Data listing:
## begin
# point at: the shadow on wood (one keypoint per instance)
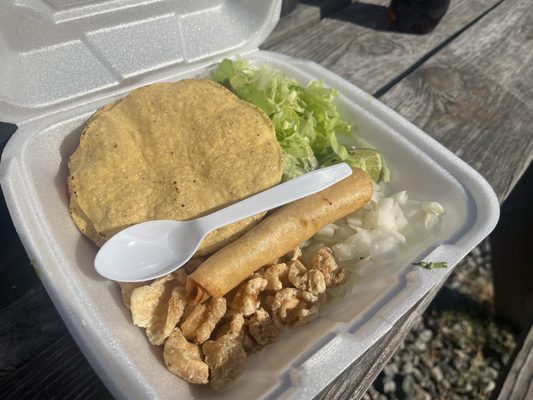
(371, 16)
(512, 265)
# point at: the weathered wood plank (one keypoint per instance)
(476, 98)
(519, 382)
(304, 15)
(358, 42)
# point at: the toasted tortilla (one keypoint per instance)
(172, 151)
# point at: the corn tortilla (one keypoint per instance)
(171, 151)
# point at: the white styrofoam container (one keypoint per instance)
(65, 59)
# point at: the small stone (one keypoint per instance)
(389, 387)
(421, 345)
(390, 369)
(493, 373)
(436, 372)
(426, 335)
(490, 387)
(408, 386)
(408, 368)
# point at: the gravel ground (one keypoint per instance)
(458, 348)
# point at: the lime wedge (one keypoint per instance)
(373, 162)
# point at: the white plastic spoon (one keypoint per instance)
(155, 248)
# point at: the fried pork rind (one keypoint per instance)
(158, 307)
(211, 342)
(301, 278)
(324, 262)
(203, 318)
(226, 359)
(248, 342)
(164, 322)
(294, 254)
(185, 359)
(261, 327)
(293, 307)
(232, 325)
(246, 299)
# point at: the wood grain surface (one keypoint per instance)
(358, 42)
(469, 84)
(476, 95)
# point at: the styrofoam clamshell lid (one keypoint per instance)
(59, 53)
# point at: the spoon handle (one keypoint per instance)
(278, 195)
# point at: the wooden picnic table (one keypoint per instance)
(468, 84)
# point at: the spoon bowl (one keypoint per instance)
(153, 249)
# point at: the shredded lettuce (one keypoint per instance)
(306, 119)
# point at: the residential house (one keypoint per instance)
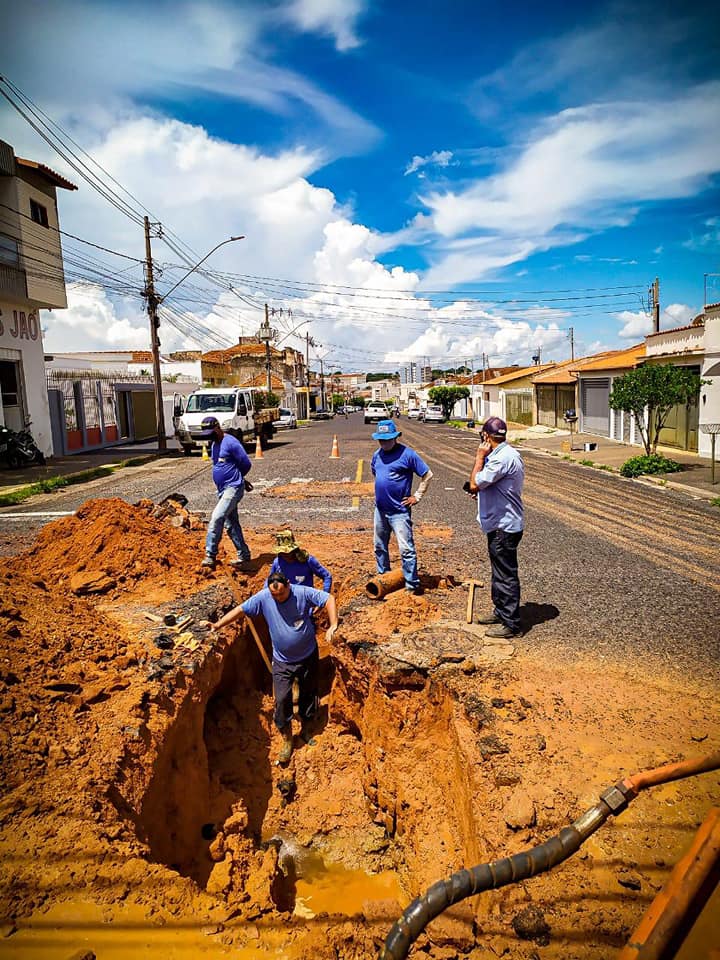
(242, 363)
(681, 346)
(31, 279)
(477, 404)
(511, 395)
(595, 379)
(556, 390)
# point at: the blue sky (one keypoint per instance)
(374, 153)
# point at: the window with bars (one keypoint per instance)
(38, 213)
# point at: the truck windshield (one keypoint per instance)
(211, 403)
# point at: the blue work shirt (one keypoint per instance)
(291, 627)
(393, 471)
(302, 571)
(230, 463)
(500, 484)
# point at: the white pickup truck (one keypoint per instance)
(234, 407)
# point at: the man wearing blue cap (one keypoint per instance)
(497, 480)
(393, 466)
(230, 466)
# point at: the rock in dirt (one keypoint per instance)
(492, 746)
(629, 880)
(530, 924)
(91, 581)
(520, 811)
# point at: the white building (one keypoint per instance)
(31, 279)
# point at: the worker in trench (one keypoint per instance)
(496, 480)
(297, 564)
(230, 466)
(287, 609)
(393, 465)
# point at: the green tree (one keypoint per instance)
(654, 389)
(447, 397)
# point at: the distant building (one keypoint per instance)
(31, 279)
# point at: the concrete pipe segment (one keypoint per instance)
(384, 583)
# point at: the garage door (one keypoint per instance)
(594, 405)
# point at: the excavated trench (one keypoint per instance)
(378, 809)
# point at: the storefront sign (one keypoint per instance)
(19, 324)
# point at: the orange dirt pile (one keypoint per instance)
(122, 541)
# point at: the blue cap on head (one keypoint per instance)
(386, 430)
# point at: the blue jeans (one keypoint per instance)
(401, 525)
(505, 582)
(225, 515)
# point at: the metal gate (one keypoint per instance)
(518, 406)
(594, 406)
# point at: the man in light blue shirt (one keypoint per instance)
(287, 609)
(393, 465)
(497, 480)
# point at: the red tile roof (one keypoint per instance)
(619, 360)
(46, 172)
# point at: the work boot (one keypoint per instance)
(490, 618)
(501, 632)
(287, 745)
(306, 733)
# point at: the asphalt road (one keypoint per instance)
(607, 566)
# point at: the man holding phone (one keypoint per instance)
(497, 480)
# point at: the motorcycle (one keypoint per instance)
(18, 448)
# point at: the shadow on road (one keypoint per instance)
(531, 614)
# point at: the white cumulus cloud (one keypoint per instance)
(440, 158)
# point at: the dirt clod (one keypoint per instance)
(530, 924)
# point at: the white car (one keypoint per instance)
(375, 412)
(433, 414)
(286, 421)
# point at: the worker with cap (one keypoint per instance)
(230, 466)
(287, 609)
(393, 465)
(497, 480)
(297, 564)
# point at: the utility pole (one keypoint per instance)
(308, 343)
(654, 295)
(152, 304)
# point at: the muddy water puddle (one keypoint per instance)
(78, 925)
(332, 888)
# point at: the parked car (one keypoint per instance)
(375, 412)
(433, 414)
(286, 421)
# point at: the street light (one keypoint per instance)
(153, 302)
(266, 333)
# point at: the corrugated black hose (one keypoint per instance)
(490, 876)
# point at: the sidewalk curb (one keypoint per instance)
(25, 491)
(695, 492)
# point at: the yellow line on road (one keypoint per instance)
(358, 479)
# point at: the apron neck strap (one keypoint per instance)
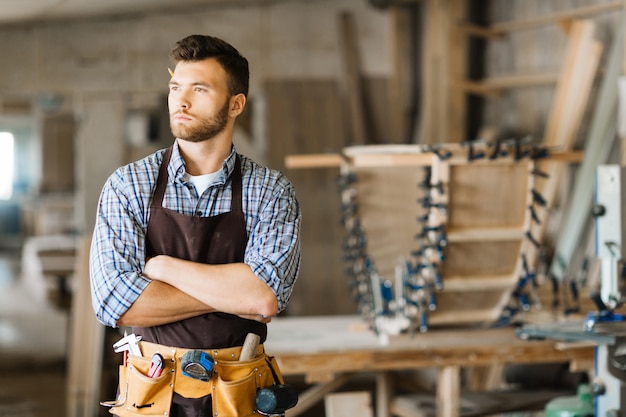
(159, 193)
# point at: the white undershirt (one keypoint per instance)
(202, 182)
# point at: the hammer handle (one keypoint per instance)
(250, 347)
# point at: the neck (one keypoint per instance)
(203, 157)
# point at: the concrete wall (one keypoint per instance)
(106, 67)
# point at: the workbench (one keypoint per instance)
(331, 349)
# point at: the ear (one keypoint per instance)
(237, 104)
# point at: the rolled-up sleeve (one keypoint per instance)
(116, 255)
(273, 251)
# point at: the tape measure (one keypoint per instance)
(197, 364)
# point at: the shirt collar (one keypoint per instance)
(176, 168)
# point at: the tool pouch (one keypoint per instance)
(232, 387)
(141, 395)
(236, 384)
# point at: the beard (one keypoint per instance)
(208, 128)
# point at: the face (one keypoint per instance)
(198, 100)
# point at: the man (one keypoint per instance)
(196, 246)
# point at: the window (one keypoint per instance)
(6, 165)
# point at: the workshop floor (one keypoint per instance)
(32, 348)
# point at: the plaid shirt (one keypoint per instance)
(118, 253)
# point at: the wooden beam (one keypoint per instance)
(502, 28)
(493, 86)
(352, 75)
(382, 159)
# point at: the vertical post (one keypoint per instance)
(448, 391)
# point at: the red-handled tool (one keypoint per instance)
(156, 367)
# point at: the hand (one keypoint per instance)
(256, 317)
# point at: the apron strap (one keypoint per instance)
(159, 193)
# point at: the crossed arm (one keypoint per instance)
(182, 289)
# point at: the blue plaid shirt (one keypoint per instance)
(118, 252)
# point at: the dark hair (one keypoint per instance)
(200, 47)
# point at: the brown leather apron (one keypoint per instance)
(218, 239)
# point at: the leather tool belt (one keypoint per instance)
(233, 383)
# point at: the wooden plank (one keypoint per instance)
(401, 81)
(86, 344)
(314, 394)
(349, 404)
(314, 161)
(600, 139)
(473, 190)
(305, 117)
(448, 391)
(568, 106)
(493, 86)
(381, 158)
(352, 74)
(326, 344)
(501, 28)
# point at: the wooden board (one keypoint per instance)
(305, 116)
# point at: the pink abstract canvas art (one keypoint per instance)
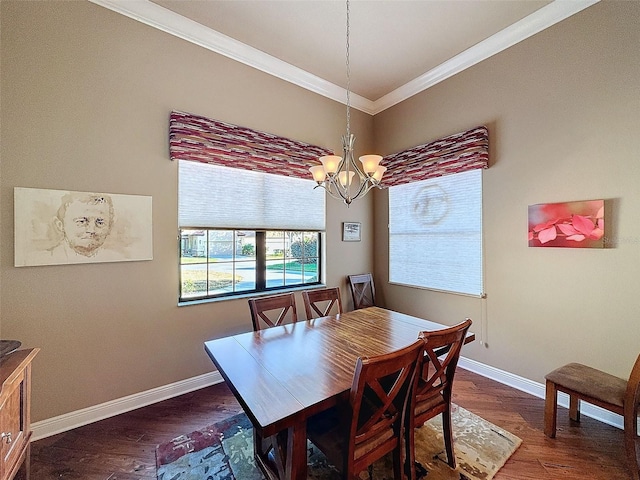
(570, 224)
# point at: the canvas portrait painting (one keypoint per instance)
(54, 227)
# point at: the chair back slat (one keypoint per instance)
(362, 290)
(272, 311)
(433, 385)
(379, 393)
(321, 303)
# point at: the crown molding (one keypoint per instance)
(156, 16)
(515, 33)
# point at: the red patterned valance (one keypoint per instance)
(453, 154)
(201, 139)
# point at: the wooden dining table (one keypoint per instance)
(283, 375)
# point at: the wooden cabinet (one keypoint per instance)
(15, 407)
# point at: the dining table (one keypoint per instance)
(283, 375)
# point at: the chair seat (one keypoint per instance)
(590, 382)
(330, 433)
## end
Every record above should be written out again without change, except that the pictures are left out.

# point at: the shadow on wood (one keypoint per instance)
(371, 16)
(512, 265)
# point at: the weathered wood plank (one keypoint per instance)
(476, 98)
(519, 382)
(304, 15)
(358, 42)
# point at: the toasted tortilla (one keypoint per instance)
(172, 151)
# point at: the corn tortilla (one keypoint per instance)
(171, 151)
# point at: the white styrofoam container (one keypoint per instance)
(65, 59)
# point at: the small stone (one keypoint per instance)
(389, 387)
(421, 345)
(390, 369)
(493, 373)
(436, 372)
(426, 335)
(490, 387)
(408, 386)
(408, 368)
# point at: the gravel ground (one keypoint per instance)
(458, 348)
# point at: the lime wedge (one keypoint per instance)
(373, 162)
# point at: the white plastic spoon (one keypoint per instance)
(155, 248)
# point at: the fried pork rind (one keypoint per instance)
(158, 307)
(211, 342)
(301, 278)
(324, 262)
(203, 318)
(226, 359)
(248, 342)
(164, 322)
(294, 254)
(185, 359)
(261, 327)
(293, 307)
(232, 325)
(246, 299)
# point at: the wood grain surface (one keypoint per instance)
(358, 42)
(469, 84)
(476, 95)
# point at: the styrofoam clamshell lid (one keypoint per instance)
(59, 53)
# point at: the spoon handle (one keypoint per instance)
(278, 195)
# point at: the wooden picnic table (one keypoint per instance)
(468, 84)
# point at: the spoon bowl (one keypoint per instance)
(153, 249)
# point at: the shredded lettuce (one keypoint per instance)
(306, 119)
# point at: the residential house (one keypoint per instance)
(242, 363)
(681, 346)
(31, 279)
(477, 404)
(511, 395)
(595, 379)
(556, 390)
# point at: the blue sky (one keypoint per instance)
(374, 153)
# point at: the window with bars (one keypoint per instance)
(38, 213)
# point at: the truck windshield (one keypoint per instance)
(211, 403)
# point at: the blue work shirt (one keypoint per instance)
(291, 627)
(393, 471)
(302, 571)
(230, 463)
(500, 484)
# point at: the white pickup truck (one keypoint per instance)
(234, 407)
# point at: the man wearing blue cap (one keypoint per instance)
(497, 480)
(393, 466)
(230, 466)
# point at: the rock in dirt (one keypoint per instance)
(492, 746)
(629, 880)
(530, 924)
(91, 581)
(520, 811)
# point at: the white building (one keypoint per instance)
(31, 279)
# point at: the worker in trench (one keypoint per instance)
(496, 480)
(297, 564)
(230, 466)
(287, 609)
(393, 465)
# point at: the green tree (one keypoint per instance)
(654, 389)
(447, 397)
# point at: the distant building (one keypoint per instance)
(31, 279)
# point at: the concrete pipe segment (one keypoint per instance)
(384, 583)
# point at: the garage door (one keypoint per instance)
(594, 405)
# point at: the excavated trench (one keypoint per instance)
(378, 809)
# point at: the storefront sign (one keypoint per instance)
(19, 324)
# point at: the orange dirt pile (one keypoint per instance)
(122, 541)
# point at: the blue cap on head (one keypoint per instance)
(386, 430)
# point at: the blue jeans (one keypoint per instance)
(401, 525)
(505, 582)
(225, 515)
# point at: the metal gate (one keypoint per instance)
(518, 406)
(594, 406)
# point at: the man in light blue shirt (one keypoint per instance)
(287, 609)
(393, 465)
(497, 480)
# point at: the red tile roof (one keypoint per instance)
(619, 360)
(46, 172)
# point at: the work boot (one keypoint per instance)
(490, 618)
(501, 632)
(287, 745)
(306, 733)
# point at: the asphalt road (one keypoint per instance)
(607, 566)
# point at: the man holding phone (one keypoint per instance)
(497, 480)
# point at: the motorcycle (one keypoint per instance)
(18, 448)
# point at: the shadow on road (one keypoint per instance)
(531, 614)
# point at: the white cumulus cloud (one keypoint per instance)
(440, 158)
# point at: the dirt clod (one keypoint per instance)
(530, 924)
# point at: the white car (one keypoint per instance)
(375, 412)
(433, 414)
(286, 421)
# point at: the worker with cap (one keypoint per instance)
(230, 466)
(287, 609)
(393, 465)
(497, 480)
(297, 564)
# point at: the utility pole (one keypoint per instance)
(308, 343)
(654, 295)
(152, 304)
# point at: the muddy water puddle (one keypoint per instance)
(78, 925)
(332, 888)
# point at: the parked car (one keypoint per instance)
(375, 412)
(433, 414)
(286, 421)
# point at: the street light (one keypoint per instance)
(153, 302)
(266, 333)
# point at: the corrugated black hose (one keypoint per instance)
(490, 876)
# point at: the sidewalk curb (one keypoint per instance)
(25, 491)
(695, 492)
# point at: the yellow line on road (one keypoint per instance)
(358, 479)
# point at: the apron neck strap (one keypoint per instance)
(159, 193)
# point at: the white undershirt (one keypoint per instance)
(202, 182)
# point at: the hammer handle (one keypoint per instance)
(250, 347)
# point at: the neck (one keypoint per instance)
(203, 157)
# point at: the concrete wall (one keypoint per instance)
(106, 67)
# point at: the workbench (one keypoint per instance)
(331, 349)
# point at: the ear (one keypoint per instance)
(237, 104)
# point at: the rolled-up sleeve (one keypoint per instance)
(116, 255)
(273, 251)
# point at: the tape measure (one keypoint per instance)
(197, 364)
# point at: the shirt collar (one keypoint per instance)
(176, 168)
# point at: the tool pouch (one keypoint per instance)
(232, 387)
(141, 395)
(236, 384)
# point at: the beard (one keypoint per instance)
(208, 128)
# point at: the face (one keypoint per instance)
(198, 100)
# point at: the man (one keypoint per instance)
(196, 246)
# point at: the window (one keypoint per instance)
(6, 165)
# point at: the workshop floor (one keypoint per instance)
(32, 348)
# point at: the plaid shirt (one keypoint per instance)
(118, 253)
# point at: the wooden beam (one keypoint per instance)
(502, 28)
(493, 86)
(352, 75)
(382, 159)
# point at: the vertical post (one keypoint per instance)
(448, 391)
# point at: the red-handled tool (one keypoint per instance)
(156, 367)
# point at: the hand (one keypoint per instance)
(256, 317)
# point at: the apron strap (one keypoint per instance)
(159, 193)
# point at: the crossed arm (one keypoint per instance)
(182, 289)
# point at: the blue plaid shirt (one keypoint per instance)
(118, 252)
# point at: the dark hair (one keypoint per instance)
(200, 47)
# point at: the brown leather apron (one keypoint per instance)
(218, 239)
# point at: the leather tool belt (one keypoint per instance)
(233, 383)
# point at: the wooden plank (one keypoint per instance)
(401, 81)
(86, 344)
(314, 394)
(349, 404)
(314, 161)
(600, 139)
(473, 190)
(305, 117)
(448, 391)
(568, 106)
(493, 86)
(381, 158)
(352, 74)
(326, 344)
(501, 28)
# point at: the wooden board (one keypoint per instance)
(305, 116)
# point at: the pink abstract canvas art (one keypoint per instance)
(570, 224)
# point at: the canvas portrait painting (one keypoint per instance)
(54, 227)
# point at: the chair back slat (one keypoint per instance)
(362, 290)
(272, 311)
(433, 385)
(379, 393)
(321, 303)
# point at: the crown molding (one keypoint per instance)
(156, 16)
(515, 33)
# point at: the red patterned valance (one keypoint per instance)
(453, 154)
(201, 139)
# point at: the wooden dining table (one keypoint per instance)
(283, 375)
# point at: the wooden cabinet (one keypoint per instance)
(15, 407)
# point at: the dining table (one keypoint per instance)
(283, 375)
# point at: the chair seat (one keypoint per instance)
(590, 382)
(330, 433)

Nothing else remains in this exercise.